### Given instruction
Pick out each line in the items below that contains the string "hood", and copy those lines unchanged.

### Records for the exercise
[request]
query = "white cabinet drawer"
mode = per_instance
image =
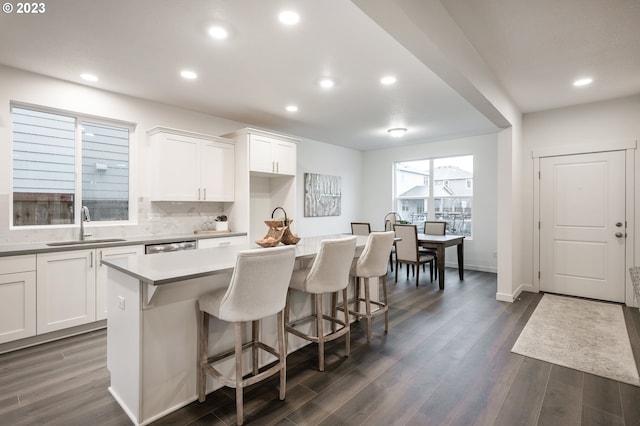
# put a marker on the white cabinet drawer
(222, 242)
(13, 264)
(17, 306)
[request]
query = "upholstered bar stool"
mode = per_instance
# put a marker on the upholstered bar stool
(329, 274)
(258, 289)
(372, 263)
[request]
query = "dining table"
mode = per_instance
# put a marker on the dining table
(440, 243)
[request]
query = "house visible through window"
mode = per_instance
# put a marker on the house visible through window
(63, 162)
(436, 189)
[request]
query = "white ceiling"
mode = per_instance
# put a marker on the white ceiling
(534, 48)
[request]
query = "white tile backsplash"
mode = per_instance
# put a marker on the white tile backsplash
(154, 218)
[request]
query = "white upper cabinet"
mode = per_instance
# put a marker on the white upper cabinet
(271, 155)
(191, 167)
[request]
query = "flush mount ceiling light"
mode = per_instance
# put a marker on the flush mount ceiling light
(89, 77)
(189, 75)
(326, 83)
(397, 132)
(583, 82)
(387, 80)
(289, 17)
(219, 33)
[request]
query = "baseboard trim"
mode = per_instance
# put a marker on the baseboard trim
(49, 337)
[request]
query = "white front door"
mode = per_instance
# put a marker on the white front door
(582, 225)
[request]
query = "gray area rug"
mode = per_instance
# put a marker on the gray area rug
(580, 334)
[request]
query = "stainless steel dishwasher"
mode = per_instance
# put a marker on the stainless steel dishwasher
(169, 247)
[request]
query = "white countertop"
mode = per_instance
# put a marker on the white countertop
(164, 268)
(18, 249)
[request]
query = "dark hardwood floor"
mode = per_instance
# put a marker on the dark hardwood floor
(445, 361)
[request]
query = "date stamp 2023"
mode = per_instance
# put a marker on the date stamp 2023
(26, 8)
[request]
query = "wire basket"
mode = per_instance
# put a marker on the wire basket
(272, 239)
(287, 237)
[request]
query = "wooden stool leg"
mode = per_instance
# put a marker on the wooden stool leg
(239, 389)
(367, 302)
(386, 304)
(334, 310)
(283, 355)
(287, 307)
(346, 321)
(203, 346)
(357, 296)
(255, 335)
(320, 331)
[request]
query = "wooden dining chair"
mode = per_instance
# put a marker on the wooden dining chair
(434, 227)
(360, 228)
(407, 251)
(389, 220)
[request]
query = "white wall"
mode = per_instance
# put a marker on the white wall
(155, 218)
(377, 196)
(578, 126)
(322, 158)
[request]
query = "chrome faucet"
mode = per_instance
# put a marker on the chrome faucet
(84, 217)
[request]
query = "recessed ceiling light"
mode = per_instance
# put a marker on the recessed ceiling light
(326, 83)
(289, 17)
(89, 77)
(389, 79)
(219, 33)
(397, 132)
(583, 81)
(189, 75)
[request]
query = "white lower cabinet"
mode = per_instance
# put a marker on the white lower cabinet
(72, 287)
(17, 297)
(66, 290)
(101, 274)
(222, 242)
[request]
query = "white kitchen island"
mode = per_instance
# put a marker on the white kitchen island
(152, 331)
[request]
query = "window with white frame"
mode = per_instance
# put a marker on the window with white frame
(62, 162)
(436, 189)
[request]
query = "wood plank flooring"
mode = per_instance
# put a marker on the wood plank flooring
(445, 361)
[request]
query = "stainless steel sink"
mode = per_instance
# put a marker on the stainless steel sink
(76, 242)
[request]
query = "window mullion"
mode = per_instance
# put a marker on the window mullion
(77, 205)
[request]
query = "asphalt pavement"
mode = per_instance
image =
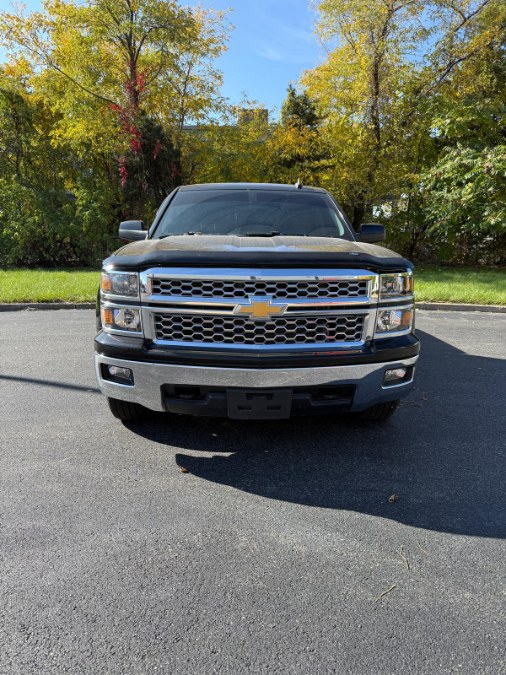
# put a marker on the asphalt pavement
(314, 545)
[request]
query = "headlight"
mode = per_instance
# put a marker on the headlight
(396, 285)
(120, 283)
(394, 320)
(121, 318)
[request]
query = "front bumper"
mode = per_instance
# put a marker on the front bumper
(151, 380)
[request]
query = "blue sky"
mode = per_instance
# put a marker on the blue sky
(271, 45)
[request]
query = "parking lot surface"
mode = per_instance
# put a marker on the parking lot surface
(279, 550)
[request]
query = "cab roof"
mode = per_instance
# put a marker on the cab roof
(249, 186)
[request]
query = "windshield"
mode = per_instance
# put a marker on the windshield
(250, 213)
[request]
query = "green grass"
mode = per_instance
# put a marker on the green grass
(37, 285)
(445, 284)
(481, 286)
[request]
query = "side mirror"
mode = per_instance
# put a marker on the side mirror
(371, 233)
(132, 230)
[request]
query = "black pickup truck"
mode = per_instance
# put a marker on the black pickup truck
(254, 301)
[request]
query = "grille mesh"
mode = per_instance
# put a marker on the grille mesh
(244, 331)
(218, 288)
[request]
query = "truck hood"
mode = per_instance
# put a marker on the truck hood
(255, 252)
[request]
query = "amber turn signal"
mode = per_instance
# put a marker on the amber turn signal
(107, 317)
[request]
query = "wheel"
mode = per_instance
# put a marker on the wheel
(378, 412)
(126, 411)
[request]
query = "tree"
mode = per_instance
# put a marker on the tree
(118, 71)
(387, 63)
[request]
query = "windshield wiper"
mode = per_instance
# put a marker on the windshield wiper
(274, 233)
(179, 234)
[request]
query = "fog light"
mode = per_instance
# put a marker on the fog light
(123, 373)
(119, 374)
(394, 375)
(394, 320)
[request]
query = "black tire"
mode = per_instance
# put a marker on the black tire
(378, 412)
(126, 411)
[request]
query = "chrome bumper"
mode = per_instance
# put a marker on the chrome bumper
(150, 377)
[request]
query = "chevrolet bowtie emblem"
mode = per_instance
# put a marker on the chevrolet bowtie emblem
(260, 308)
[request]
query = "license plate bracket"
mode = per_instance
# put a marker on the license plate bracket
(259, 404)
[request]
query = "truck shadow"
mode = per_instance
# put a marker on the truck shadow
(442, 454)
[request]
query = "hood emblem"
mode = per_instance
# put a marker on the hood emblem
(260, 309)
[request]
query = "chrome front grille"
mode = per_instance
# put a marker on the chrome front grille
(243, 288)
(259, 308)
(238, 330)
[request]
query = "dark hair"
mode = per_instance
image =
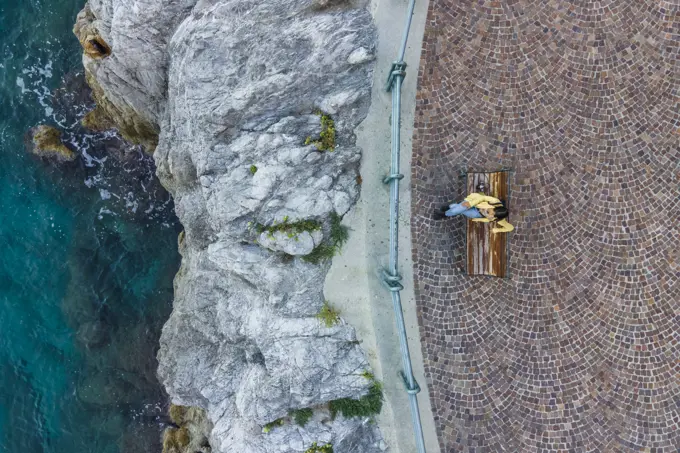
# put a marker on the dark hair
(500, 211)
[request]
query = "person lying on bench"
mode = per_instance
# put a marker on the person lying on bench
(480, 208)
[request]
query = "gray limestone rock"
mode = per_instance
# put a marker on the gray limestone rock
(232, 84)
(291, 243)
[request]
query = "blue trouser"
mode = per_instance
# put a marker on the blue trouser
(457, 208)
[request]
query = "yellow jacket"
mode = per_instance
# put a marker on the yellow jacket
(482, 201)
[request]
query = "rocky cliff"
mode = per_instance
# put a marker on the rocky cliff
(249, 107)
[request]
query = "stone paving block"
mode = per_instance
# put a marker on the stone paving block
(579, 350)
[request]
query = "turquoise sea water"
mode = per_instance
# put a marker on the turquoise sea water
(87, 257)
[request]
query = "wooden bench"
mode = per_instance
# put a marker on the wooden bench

...

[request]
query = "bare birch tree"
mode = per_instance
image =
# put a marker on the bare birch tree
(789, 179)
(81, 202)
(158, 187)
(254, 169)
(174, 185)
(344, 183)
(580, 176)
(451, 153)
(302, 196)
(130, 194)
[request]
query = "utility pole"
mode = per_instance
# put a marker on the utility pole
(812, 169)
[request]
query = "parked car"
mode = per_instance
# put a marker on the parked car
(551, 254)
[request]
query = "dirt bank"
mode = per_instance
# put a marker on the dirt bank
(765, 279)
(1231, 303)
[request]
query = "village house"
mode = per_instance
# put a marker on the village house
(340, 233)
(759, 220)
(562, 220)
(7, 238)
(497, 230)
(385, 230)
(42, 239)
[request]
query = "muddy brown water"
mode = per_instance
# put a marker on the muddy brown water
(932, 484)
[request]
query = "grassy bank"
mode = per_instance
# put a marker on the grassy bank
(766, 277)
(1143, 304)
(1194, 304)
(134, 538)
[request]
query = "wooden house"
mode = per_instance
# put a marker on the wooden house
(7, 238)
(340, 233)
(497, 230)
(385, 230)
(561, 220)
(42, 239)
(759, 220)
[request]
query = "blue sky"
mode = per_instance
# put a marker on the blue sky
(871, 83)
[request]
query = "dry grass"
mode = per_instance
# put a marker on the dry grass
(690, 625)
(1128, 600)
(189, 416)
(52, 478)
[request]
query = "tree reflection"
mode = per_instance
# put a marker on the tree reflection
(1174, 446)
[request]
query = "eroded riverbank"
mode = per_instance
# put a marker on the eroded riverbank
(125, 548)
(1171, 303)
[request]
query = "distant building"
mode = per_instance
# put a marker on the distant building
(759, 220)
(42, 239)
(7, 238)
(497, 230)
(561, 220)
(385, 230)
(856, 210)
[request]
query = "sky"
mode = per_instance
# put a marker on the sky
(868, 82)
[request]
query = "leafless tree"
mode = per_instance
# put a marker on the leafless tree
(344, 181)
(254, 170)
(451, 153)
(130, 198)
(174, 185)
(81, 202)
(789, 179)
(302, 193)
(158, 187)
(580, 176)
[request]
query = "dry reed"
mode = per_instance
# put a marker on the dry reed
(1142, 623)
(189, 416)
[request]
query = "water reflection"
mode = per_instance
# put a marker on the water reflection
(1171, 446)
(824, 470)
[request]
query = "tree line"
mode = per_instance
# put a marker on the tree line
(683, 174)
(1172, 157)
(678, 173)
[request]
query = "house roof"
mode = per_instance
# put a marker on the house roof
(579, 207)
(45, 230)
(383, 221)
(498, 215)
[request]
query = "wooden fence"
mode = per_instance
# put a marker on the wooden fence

### Response to this exercise
query = "truck hood"
# put a marker on the truck hood
query = "hood emblem"
# put a marker on the hood emblem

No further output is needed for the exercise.